*** PROVIDED MATERIAL Section Begins ***

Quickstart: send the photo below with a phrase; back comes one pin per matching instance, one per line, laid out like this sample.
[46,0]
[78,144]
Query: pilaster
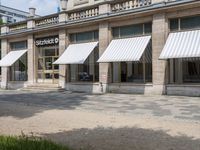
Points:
[63,43]
[159,36]
[4,70]
[104,68]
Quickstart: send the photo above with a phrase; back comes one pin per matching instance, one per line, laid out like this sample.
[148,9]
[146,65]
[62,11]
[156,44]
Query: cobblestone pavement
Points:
[103,122]
[172,107]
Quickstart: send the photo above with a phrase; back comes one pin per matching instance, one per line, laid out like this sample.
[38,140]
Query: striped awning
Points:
[129,49]
[11,58]
[182,45]
[76,53]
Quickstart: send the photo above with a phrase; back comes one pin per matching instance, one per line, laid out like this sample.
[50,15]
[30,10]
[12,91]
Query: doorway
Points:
[47,71]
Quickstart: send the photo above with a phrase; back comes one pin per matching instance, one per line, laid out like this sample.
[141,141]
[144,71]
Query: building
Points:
[119,46]
[11,15]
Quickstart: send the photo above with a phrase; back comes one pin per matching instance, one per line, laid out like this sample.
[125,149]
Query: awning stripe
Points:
[76,53]
[129,49]
[11,58]
[182,45]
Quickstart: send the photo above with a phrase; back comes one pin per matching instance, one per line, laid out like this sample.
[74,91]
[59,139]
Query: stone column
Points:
[31,60]
[159,36]
[104,39]
[104,68]
[4,70]
[63,42]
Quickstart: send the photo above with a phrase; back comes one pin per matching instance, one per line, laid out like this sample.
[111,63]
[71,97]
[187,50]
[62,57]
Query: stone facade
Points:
[103,21]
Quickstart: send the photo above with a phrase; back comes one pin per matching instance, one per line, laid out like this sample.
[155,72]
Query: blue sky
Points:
[43,7]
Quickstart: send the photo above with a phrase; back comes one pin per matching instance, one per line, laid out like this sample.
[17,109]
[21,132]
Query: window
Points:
[18,45]
[132,30]
[89,71]
[185,70]
[190,22]
[84,36]
[134,72]
[18,72]
[174,24]
[185,23]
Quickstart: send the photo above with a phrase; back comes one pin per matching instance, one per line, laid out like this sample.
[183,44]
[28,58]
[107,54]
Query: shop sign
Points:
[47,41]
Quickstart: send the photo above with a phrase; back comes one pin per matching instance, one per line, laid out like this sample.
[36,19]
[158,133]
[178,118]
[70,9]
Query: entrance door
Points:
[47,72]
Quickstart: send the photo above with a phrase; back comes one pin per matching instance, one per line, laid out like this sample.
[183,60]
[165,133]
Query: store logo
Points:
[47,41]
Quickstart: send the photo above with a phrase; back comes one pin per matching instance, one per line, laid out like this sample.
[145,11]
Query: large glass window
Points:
[134,72]
[18,72]
[84,37]
[132,30]
[192,22]
[185,70]
[89,71]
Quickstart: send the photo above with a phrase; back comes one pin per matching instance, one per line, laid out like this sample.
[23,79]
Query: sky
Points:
[43,7]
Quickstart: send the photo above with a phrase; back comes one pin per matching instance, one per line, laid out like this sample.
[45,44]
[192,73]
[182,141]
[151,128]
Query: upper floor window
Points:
[185,23]
[132,30]
[18,45]
[84,37]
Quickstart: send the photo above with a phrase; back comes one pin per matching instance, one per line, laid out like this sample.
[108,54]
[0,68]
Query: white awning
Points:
[11,58]
[182,45]
[129,49]
[76,53]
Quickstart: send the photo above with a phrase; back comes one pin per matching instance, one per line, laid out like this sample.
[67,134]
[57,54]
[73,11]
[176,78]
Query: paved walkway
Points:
[186,108]
[104,122]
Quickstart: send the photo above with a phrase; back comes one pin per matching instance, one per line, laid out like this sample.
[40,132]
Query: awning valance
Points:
[129,49]
[11,58]
[76,53]
[182,45]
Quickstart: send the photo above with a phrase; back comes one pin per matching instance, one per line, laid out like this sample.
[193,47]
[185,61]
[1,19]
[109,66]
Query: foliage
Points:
[28,143]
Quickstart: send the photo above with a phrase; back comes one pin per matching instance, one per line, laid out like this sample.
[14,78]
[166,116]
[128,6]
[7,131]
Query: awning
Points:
[76,53]
[182,45]
[11,58]
[129,49]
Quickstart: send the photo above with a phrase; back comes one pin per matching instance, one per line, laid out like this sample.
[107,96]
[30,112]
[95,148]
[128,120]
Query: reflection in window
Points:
[132,30]
[87,72]
[188,73]
[191,22]
[133,72]
[191,71]
[19,70]
[84,36]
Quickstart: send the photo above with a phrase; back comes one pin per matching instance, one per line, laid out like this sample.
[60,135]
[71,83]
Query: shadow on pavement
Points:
[38,102]
[123,139]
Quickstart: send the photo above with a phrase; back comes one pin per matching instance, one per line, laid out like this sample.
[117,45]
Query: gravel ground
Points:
[92,129]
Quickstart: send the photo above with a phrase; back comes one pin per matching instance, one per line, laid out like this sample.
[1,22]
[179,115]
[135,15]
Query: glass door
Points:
[47,71]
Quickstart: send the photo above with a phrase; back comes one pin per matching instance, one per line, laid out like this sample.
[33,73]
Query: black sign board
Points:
[47,41]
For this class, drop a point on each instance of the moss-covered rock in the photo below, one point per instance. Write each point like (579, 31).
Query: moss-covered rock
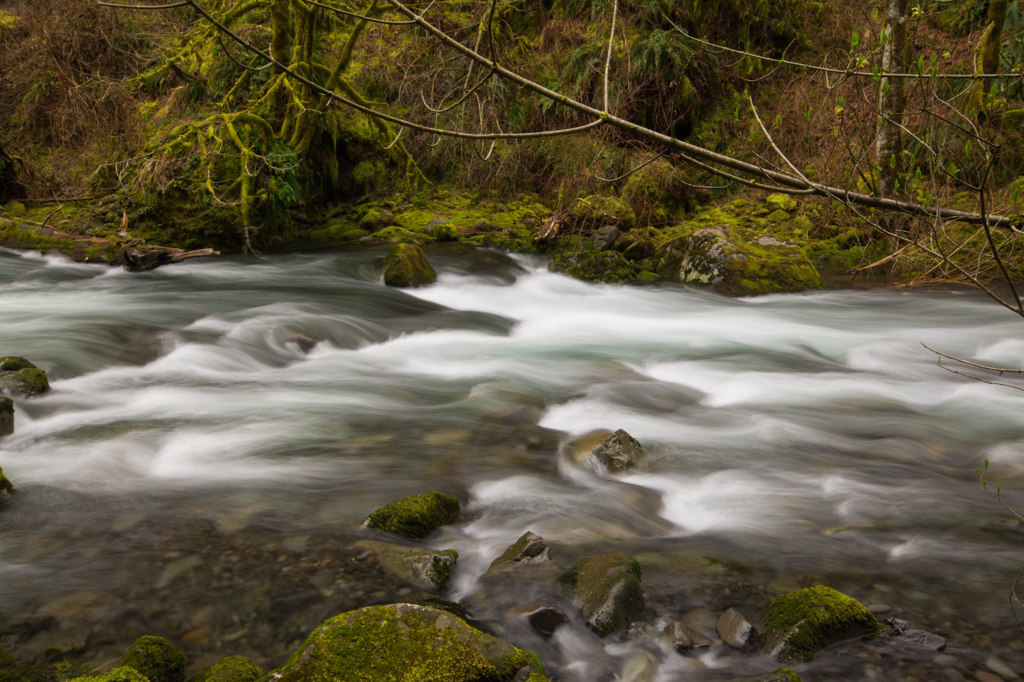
(606, 588)
(6, 416)
(156, 658)
(406, 265)
(415, 516)
(427, 569)
(6, 487)
(19, 377)
(119, 674)
(610, 266)
(404, 642)
(231, 669)
(799, 624)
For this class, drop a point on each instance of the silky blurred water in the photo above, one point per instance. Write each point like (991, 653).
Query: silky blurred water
(799, 436)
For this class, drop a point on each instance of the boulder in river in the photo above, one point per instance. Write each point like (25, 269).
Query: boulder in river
(231, 669)
(406, 642)
(606, 588)
(620, 452)
(406, 265)
(415, 516)
(6, 416)
(799, 624)
(19, 377)
(156, 658)
(426, 568)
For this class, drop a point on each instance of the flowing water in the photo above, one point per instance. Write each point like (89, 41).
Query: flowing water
(218, 429)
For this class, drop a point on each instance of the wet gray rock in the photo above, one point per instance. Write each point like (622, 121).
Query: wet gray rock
(606, 588)
(734, 629)
(620, 452)
(425, 568)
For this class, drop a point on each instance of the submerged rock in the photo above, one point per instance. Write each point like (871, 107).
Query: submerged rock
(6, 416)
(620, 452)
(426, 568)
(19, 377)
(799, 624)
(406, 642)
(156, 658)
(406, 265)
(415, 516)
(231, 669)
(606, 588)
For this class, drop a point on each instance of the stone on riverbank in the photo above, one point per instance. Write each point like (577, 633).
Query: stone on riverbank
(19, 377)
(156, 658)
(606, 588)
(425, 568)
(6, 416)
(406, 265)
(406, 642)
(799, 624)
(231, 669)
(415, 516)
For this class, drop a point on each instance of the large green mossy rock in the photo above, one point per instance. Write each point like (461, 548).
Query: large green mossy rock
(799, 624)
(231, 669)
(19, 377)
(606, 588)
(120, 674)
(404, 642)
(736, 260)
(406, 265)
(425, 568)
(156, 658)
(415, 516)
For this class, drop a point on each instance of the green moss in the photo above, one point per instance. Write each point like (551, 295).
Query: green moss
(157, 658)
(120, 674)
(231, 669)
(808, 620)
(402, 642)
(415, 516)
(406, 265)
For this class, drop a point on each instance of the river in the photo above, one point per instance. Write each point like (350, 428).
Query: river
(221, 426)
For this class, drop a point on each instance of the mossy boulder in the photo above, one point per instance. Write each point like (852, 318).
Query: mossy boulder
(415, 516)
(606, 588)
(799, 624)
(610, 266)
(736, 260)
(119, 674)
(425, 568)
(19, 377)
(404, 642)
(594, 211)
(231, 669)
(6, 416)
(156, 658)
(406, 265)
(6, 487)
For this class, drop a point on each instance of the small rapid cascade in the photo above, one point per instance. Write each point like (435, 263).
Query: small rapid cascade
(217, 430)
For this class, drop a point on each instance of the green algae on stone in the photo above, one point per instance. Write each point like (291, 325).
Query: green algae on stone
(404, 643)
(156, 658)
(799, 624)
(606, 587)
(415, 516)
(406, 265)
(119, 674)
(231, 669)
(425, 568)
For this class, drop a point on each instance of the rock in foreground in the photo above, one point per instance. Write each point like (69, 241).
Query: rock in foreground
(415, 516)
(404, 642)
(799, 624)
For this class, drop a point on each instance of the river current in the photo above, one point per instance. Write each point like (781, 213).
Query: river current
(226, 412)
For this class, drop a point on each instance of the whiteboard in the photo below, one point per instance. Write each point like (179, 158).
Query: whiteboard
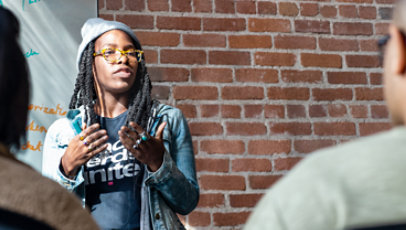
(49, 38)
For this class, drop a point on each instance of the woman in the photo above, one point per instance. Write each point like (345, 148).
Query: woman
(128, 157)
(27, 199)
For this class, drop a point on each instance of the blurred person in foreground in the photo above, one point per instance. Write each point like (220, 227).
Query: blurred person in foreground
(359, 184)
(27, 199)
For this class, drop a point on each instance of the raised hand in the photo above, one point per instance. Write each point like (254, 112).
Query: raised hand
(147, 149)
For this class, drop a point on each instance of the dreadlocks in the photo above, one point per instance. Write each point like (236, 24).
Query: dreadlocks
(140, 101)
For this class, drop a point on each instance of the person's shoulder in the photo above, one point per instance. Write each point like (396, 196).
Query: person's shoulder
(170, 111)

*** PROVIDED MATERIAL Section Ends ***

▸ **PROBLEM TO SOLVE**
Output the number of lines above holding the word "glass", and nothing besides it.

▸ **SOLUTION TO THIS TASK**
2